(Data provided Opens)
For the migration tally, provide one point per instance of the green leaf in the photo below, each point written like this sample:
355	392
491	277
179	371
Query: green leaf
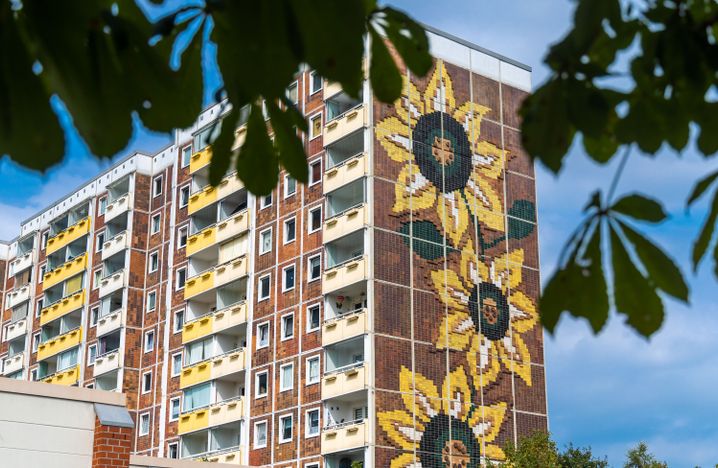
579	288
701	244
633	294
385	78
660	268
701	187
639	207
(Data provided Closes)
# [Exercise goal]
Write all the lines above out again exactly, minus the images.

# [Worked solution]
For the migration tally, provide one point per instance of the green leaf in the photo below, each point written like this sample:
355	392
491	277
179	371
Query: green leaf
579	288
701	244
633	294
385	78
660	268
701	187
639	207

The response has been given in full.